* ENTRIES SUPPLIED
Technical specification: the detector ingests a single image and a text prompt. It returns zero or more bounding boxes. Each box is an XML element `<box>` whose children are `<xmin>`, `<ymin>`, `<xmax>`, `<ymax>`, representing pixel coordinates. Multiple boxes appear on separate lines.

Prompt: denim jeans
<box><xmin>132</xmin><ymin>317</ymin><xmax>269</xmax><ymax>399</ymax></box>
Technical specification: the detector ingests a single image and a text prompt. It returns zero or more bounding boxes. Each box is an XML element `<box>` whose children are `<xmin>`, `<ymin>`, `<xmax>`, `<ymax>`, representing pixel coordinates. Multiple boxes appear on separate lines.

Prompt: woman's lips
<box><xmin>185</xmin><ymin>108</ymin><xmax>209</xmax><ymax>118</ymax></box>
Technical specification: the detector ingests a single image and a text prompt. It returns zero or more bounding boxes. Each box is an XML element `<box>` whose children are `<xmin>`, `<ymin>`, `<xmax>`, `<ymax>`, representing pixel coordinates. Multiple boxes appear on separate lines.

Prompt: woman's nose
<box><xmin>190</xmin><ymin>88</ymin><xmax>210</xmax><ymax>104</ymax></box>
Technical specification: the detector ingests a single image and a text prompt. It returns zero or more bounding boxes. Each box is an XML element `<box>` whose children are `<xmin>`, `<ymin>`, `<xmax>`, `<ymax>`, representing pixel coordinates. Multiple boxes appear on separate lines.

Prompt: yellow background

* ASSIGNMENT
Word for word, restate each of the records above.

* TASK ANSWER
Technical specification: the detector ingests a single image and a text prompt. It returns zero or more bounding boxes. Each box is an XML element `<box>` whose children are `<xmin>`, `<ymin>`, `<xmax>`, `<ymax>`, representing pixel coordinates. Multiple boxes appear on separate lines.

Prompt: denim jeans
<box><xmin>132</xmin><ymin>317</ymin><xmax>269</xmax><ymax>399</ymax></box>
Technical specification: the detector ingests a single image and a text prompt. It returns zero or more bounding boxes. Each box is an XML element `<box>` whose children are `<xmin>`, `<ymin>`, `<xmax>`, `<ymax>`, representing pixel coordinates. Multiple boxes appear on separate lines.

Prompt: woman's lips
<box><xmin>185</xmin><ymin>108</ymin><xmax>209</xmax><ymax>118</ymax></box>
Technical specification: the detector ingests a single image and a text prompt. It returns zero or more bounding boxes. Each box is an XML element `<box>` whose children are `<xmin>`, `<ymin>`, `<xmax>`, `<ymax>`, representing pixel coordinates. Multiple boxes appear on separate lines.

Prompt: woman's nose
<box><xmin>190</xmin><ymin>88</ymin><xmax>210</xmax><ymax>104</ymax></box>
Technical specification: the detector ingests a single image and a text prompt. It returns zero or more bounding boxes. Each box is an XML element `<box>` whose children are `<xmin>`, `<ymin>`, `<xmax>`, `<ymax>`, representing pixel coordinates. Multiple boxes appear on separate lines.

Prompt: yellow background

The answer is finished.